WHAT TO DO - Can you print every record below exactly as written?

EXTRACTED INFORMATION -

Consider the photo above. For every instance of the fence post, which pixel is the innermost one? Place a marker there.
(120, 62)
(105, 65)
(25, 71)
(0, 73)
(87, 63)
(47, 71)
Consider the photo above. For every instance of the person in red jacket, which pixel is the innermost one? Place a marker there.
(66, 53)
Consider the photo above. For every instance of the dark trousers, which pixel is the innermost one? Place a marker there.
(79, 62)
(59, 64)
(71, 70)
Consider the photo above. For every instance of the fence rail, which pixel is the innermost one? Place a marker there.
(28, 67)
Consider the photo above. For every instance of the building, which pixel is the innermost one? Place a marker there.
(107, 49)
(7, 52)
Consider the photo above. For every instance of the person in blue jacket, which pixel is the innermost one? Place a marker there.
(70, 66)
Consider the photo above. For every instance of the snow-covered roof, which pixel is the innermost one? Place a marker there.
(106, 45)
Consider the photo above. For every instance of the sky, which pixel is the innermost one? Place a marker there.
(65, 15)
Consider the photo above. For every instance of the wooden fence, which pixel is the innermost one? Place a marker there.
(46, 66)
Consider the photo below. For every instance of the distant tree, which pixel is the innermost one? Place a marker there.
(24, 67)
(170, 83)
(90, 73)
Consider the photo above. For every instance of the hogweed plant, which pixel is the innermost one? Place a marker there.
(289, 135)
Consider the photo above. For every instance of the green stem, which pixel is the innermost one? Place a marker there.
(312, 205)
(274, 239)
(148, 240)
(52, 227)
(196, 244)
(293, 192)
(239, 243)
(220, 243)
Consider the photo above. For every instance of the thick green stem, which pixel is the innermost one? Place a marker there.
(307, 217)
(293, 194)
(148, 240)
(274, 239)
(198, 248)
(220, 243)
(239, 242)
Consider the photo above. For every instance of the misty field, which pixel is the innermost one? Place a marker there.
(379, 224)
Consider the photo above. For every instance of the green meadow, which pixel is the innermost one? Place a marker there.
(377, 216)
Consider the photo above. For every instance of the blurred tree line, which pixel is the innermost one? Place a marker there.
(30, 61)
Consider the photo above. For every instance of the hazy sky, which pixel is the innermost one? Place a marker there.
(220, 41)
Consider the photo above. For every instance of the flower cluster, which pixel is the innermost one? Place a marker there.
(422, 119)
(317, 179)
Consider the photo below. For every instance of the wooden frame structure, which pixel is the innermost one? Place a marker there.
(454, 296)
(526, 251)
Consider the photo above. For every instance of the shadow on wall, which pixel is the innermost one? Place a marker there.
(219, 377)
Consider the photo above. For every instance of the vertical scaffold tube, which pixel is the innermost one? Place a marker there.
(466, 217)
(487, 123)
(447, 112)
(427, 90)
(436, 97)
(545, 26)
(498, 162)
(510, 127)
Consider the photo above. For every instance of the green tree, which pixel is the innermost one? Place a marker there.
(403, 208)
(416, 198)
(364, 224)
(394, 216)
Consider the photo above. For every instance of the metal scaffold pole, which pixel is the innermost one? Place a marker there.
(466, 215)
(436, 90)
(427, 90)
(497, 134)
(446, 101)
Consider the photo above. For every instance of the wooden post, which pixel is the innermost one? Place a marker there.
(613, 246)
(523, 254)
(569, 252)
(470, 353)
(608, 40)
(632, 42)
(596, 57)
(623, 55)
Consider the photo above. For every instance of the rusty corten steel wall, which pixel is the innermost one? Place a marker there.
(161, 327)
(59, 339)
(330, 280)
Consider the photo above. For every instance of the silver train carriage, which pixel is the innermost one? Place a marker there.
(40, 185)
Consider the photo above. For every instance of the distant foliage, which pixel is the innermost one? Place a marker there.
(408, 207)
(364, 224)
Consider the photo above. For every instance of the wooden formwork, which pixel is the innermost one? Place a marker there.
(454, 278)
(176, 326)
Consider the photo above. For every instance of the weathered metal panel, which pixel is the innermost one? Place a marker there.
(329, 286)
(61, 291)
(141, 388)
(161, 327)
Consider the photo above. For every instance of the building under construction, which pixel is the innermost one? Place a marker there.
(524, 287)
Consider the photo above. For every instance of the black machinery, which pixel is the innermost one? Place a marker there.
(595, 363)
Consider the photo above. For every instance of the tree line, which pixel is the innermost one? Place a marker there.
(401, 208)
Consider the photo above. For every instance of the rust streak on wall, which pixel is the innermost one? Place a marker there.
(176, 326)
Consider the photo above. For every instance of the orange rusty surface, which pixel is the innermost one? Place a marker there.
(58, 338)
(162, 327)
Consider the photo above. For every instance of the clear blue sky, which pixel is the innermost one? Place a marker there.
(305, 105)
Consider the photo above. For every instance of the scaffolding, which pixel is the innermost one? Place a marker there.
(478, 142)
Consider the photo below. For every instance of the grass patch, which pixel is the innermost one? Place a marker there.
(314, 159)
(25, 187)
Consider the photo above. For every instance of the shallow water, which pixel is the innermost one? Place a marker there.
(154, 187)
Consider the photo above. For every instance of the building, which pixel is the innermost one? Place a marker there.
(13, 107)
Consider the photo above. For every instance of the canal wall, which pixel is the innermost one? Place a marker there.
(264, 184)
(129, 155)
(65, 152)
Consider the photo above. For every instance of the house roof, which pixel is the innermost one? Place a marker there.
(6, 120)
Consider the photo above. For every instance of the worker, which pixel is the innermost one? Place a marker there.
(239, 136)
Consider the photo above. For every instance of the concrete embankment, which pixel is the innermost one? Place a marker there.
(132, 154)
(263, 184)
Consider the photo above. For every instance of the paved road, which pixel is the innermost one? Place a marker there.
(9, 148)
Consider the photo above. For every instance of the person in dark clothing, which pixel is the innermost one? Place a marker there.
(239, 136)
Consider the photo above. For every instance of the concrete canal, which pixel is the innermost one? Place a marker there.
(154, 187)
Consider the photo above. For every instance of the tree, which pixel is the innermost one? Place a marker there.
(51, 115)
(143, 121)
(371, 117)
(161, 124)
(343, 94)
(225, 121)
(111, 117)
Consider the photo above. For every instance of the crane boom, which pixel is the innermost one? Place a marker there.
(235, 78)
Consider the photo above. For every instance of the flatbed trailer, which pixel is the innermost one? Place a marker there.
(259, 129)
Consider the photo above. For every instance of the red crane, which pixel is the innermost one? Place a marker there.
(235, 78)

ANSWER TO THE EXERCISE -
Consider the photo above. For every instance of the fence post, which pixel is the innermost one? Place a marker there.
(120, 62)
(105, 65)
(25, 71)
(0, 73)
(87, 63)
(47, 71)
Consider the photo above. For every instance of the person in red jacket, which pixel is the innermost one? Place a marker there.
(66, 53)
Consider the photo above. For every instance of the dark trousers, which pixel is the innermost one? Place a marker there.
(79, 62)
(59, 64)
(71, 70)
Consider the photo above. For every instance of the fence rail, which pixel is the innermost one? Place a marker there.
(28, 67)
Consider the photo above. For every instance of the building, which pixel is the innermost one? Place a marker there.
(107, 49)
(7, 52)
Consider the photo above. For every instance of the person in blue jacket, which pixel is the innermost one? Place a marker there.
(70, 66)
Consider the photo above. For every instance of the snow-covered roof, which pixel is the innermost one? Place a marker there.
(106, 45)
Consider the photo above. For every instance of the sky, which pixel is the innermost one? Place a marker there.
(65, 15)
Consider the photo above. For every instance of the wooden fence, which pixel is the innermost one? Place a marker there.
(46, 66)
Consider the photo below. For every instance of the distant tree, which pixel is the innermost one? Place a marker there.
(24, 67)
(170, 83)
(90, 73)
Consider the photo above. For every instance of the hogweed plant, which pixel is the innermost one? Place a marker there.
(289, 135)
Consider the photo above. For every instance of the green stem, which pixel is the innermost one? Place a marker there.
(312, 205)
(274, 239)
(148, 240)
(52, 227)
(196, 244)
(293, 192)
(239, 243)
(220, 243)
Consider the photo above. For every instance of the thick green stem, which pixel is the innermost one? Place a marker there.
(307, 217)
(293, 194)
(148, 240)
(274, 239)
(198, 248)
(220, 243)
(239, 242)
Consider the photo above. For every instance of the misty field, which pixel is the innermost one? Place a marker there.
(379, 224)
Consider the photo above. For every instance of the green meadow, which pixel is the innermost one? Place a marker there.
(377, 216)
Consider the photo above. For every instance of the blurred tree line, which pixel is the innermost one? Place a marker there.
(30, 61)
Consider the photo above. For every instance of the hazy sky, which pixel is the innermost one? Place a marker there.
(220, 41)
Consider the photo above. For every instance of the flower cluster, which pixel is the innermost one? Place a marker there.
(422, 119)
(317, 179)
Consider the photo below. For every instance of the wooden frame structure, which pixel is the innermost one? Place a marker there.
(454, 296)
(526, 251)
Consider the photo above. For every instance of the shadow on wall, which pixel is the innermost one? Place a marker there.
(219, 377)
Consider the photo above. For every instance of the vertical scaffold tube, which pixel is the innermost one? Place a marker there.
(466, 217)
(487, 123)
(447, 112)
(427, 90)
(436, 97)
(545, 26)
(498, 162)
(510, 127)
Consider the photo above. For every instance of the green tree, which pixel is the innermost one? Place a marker there.
(403, 208)
(416, 198)
(364, 224)
(394, 216)
Consider the photo above. For every instance of the metal scaffold pole, which pixel is the innermost one? Place a marker there.
(466, 215)
(436, 90)
(427, 90)
(497, 134)
(446, 101)
Consider the photo above. For every instance of the wooden post, which pixel is the innermost one? Place a marker there.
(613, 246)
(523, 254)
(569, 252)
(470, 353)
(608, 40)
(632, 42)
(596, 57)
(623, 55)
Consider the photo above. For every instance of the rusty corten steel wall, which pixel is the innermost one? Place a marker there.
(161, 327)
(59, 339)
(330, 280)
Consider the photo above. For every instance of the silver train carriage, which pixel is the innermost one? Place a marker there.
(40, 185)
Consider the photo above. For every instance of the distant foliage, which pixel is the innermost one? Place a marker there.
(408, 207)
(364, 224)
Consider the photo above. For every instance of the wooden formwork, which pixel is the innermost one? Place a marker there.
(454, 278)
(176, 326)
Consider the photo above. For every instance of the weathered metal panel, which pixel is the innermost one? Place a marker there.
(329, 286)
(61, 291)
(141, 388)
(161, 327)
Consider the photo above. For every instance of the building under construction, which pixel is the innermost one? Place a marker there.
(524, 287)
Consider the photo above. For every instance of the black machinery, which pixel is the innermost one? Place a marker there.
(595, 363)
Consider the photo above. For every instance of the tree line, which pixel is the innermost one? Place a marker there.
(401, 208)
Consider the photo above. For every instance of the rust streak on wall, which pixel is the innermost one? Place a marker there.
(176, 326)
Consider the photo above. For every instance of the orange rusty surface, which pixel is the innermost one? Place a marker there.
(58, 338)
(162, 327)
Consider the photo above. For every instance of the clear blue sky, which pixel is the innermost one? Place a marker there.
(305, 105)
Consider the photo above. For every instance of the scaffolding, which pixel is the innermost one? Place a marker there.
(478, 142)
Consider the photo below. For every instance of the grass patch, which pixel is the innermost one? Place a marker there.
(314, 159)
(25, 187)
Consider the photo above. For every instance of the shallow water, which pixel is the innermost one? Place a marker there.
(154, 187)
Consider the photo above. For every instance of the building, which pixel is the innermost one? Place a marker there.
(13, 107)
Consider the photo above. For every instance of the canal wall, which pixel is the innermost one? Place a marker there.
(264, 184)
(129, 155)
(65, 152)
Consider the photo above. For every instance of the house roof, which pixel is the innermost one? Place a marker there.
(6, 120)
Consider the photo above. For every instance of the worker, which pixel is the innermost one? Place a marker there.
(239, 136)
Consider the photo above. For every instance of the concrete embankment, which pixel is the innermost one? Place a marker there.
(132, 154)
(263, 184)
Consider the photo above. For every instance of the paved road, which pixel is the innermost one? Place a marker there.
(9, 148)
Consider the photo above. For every instance of the person in dark clothing, which pixel is the innermost one? Place a marker there.
(239, 136)
Consider the photo above. For every instance of the concrete canal, which pixel is the innermost one? Place a marker there.
(154, 187)
Consider the photo above. For every instance of the tree, which pixel is the innermost one? Place a marker there.
(51, 115)
(143, 121)
(371, 117)
(161, 124)
(343, 94)
(225, 121)
(111, 117)
Consider the photo above. For every instance of the crane boom, which pixel is the innermost one? Place a marker there.
(235, 78)
Consider the photo above. For every instance of the flatbed trailer, which pixel is the innermost one? Place a marker there.
(259, 129)
Consider the photo above. For every instance of the red crane, which pixel is the innermost one? Place a marker there.
(235, 78)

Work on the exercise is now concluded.